Task to complete. Everything from the line holding "Might you point out the smiling" through the last line below must be repeated exactly, and nothing else.

(Items from a data source)
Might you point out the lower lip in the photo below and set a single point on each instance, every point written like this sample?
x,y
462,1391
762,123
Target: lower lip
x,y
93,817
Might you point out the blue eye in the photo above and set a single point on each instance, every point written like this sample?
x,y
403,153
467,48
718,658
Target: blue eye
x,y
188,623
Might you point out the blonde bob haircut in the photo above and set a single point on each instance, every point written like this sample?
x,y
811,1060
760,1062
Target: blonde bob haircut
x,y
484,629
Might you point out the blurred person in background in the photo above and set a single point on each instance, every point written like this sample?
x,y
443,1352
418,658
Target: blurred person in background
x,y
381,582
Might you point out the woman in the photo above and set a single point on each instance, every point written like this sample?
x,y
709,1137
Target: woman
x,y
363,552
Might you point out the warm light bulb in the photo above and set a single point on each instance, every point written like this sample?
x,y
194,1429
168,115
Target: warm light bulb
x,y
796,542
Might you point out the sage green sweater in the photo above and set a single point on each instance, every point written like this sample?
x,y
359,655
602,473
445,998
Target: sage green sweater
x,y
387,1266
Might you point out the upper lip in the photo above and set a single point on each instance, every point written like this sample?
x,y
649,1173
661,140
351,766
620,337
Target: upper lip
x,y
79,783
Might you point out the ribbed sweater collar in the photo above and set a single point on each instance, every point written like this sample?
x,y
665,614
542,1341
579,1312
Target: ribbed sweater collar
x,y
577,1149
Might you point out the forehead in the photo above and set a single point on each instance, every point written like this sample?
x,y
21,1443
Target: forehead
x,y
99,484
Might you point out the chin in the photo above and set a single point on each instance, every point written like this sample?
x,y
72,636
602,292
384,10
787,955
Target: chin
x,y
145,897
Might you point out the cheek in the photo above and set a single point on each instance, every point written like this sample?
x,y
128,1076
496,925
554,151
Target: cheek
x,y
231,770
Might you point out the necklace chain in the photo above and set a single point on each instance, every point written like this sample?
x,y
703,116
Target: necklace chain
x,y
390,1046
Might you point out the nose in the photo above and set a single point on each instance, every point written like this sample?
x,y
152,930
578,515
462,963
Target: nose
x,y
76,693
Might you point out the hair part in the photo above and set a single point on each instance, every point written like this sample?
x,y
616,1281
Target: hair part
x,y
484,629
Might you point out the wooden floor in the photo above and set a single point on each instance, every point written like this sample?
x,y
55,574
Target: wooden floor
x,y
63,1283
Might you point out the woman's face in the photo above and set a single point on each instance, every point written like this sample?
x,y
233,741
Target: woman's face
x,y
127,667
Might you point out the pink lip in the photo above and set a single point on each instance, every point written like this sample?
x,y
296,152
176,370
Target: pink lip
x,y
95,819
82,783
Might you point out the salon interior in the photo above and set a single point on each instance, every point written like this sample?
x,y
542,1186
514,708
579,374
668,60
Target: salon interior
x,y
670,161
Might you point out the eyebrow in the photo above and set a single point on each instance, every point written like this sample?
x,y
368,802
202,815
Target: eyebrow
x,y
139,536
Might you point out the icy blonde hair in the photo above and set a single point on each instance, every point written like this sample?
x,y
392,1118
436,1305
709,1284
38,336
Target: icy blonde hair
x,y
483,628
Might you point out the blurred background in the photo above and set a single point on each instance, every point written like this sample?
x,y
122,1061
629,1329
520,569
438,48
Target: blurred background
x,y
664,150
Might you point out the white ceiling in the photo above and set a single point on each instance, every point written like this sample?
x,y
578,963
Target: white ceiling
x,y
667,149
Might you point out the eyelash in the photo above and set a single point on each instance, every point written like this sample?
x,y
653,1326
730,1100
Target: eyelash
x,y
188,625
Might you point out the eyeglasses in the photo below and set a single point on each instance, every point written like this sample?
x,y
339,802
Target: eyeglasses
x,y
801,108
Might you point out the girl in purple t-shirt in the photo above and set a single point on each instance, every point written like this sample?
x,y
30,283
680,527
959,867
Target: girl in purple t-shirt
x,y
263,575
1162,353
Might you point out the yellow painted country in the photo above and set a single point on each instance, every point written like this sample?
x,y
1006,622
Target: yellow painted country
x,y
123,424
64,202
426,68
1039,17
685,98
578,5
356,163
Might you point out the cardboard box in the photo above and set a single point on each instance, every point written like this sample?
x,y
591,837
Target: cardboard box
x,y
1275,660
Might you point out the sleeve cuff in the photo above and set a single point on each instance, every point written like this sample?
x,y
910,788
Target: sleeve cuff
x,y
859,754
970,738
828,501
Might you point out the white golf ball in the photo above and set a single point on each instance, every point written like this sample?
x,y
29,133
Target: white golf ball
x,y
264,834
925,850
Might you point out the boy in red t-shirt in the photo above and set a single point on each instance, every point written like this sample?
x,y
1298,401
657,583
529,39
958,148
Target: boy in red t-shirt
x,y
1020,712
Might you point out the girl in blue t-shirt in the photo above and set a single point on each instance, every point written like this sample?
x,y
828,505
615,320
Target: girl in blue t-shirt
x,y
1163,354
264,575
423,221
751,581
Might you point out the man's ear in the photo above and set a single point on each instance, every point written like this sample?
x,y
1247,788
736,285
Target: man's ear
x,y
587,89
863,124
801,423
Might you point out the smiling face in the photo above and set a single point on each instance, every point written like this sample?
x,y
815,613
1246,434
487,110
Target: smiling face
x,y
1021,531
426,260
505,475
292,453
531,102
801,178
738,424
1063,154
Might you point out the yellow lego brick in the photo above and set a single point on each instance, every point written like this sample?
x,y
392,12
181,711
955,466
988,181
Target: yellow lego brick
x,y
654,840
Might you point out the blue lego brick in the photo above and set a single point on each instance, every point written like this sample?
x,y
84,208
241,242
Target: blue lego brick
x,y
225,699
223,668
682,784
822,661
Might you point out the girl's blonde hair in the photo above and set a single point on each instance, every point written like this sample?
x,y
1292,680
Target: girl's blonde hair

Full solution.
Might you point out the smiling face in the photo above and set a single point on each instance, every point written like this sample?
x,y
815,613
1246,434
487,110
Target: smiling face
x,y
1021,531
426,260
505,475
292,453
531,102
801,178
738,424
1063,154
Might you point out the yellow lego brick in the photo above and set a single point on each instance, every point written like this sample?
x,y
392,12
181,711
955,466
988,181
Target: yellow lego brick
x,y
654,840
Might you point out the blue lego brick in the photo above and set a single point on each instance, every point written like this sample?
x,y
84,208
241,242
Target: blue lego brick
x,y
225,699
223,668
682,784
822,661
Might you point out the girl's blonde hair in the photo above and set a single point on each instance, every point written like this sample?
x,y
1292,680
Target: girl's blonde hair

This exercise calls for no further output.